-- Start Records for processing --
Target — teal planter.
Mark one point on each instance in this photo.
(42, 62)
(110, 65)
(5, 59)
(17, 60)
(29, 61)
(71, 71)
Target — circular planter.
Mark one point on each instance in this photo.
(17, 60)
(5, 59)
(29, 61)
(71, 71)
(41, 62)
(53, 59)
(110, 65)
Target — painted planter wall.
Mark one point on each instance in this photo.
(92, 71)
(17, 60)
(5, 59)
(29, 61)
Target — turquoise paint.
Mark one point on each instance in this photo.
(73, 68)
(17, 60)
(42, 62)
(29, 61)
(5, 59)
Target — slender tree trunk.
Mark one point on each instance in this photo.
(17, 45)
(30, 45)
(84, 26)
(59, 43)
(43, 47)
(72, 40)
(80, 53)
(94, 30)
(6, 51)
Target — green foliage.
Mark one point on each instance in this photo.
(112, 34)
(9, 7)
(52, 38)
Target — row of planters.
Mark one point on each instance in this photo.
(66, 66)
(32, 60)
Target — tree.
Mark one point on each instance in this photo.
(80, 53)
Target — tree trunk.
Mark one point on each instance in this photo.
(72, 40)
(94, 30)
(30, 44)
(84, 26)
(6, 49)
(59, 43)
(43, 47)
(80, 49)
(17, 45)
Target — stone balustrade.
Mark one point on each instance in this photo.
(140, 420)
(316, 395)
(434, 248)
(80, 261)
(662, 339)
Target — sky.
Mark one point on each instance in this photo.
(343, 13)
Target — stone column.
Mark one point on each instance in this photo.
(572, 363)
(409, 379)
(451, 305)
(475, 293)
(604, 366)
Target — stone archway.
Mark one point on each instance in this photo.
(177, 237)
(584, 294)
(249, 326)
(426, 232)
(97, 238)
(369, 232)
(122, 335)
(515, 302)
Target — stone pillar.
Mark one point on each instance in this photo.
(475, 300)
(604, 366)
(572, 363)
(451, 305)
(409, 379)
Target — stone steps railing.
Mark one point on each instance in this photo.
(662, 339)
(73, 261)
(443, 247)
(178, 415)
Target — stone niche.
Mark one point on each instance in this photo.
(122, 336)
-- End Records for processing --
Can you copy the material above, starting at the line that has "Target — stone niche." and ending with the last line of the material, keeping every line including the requests? Multiply each coordinate in the answers by 0.95 and round to whole numbers, with halves rounded up.

> **Finished answer**:
Target — stone niche.
Mark one point on each instance in this photo.
(116, 319)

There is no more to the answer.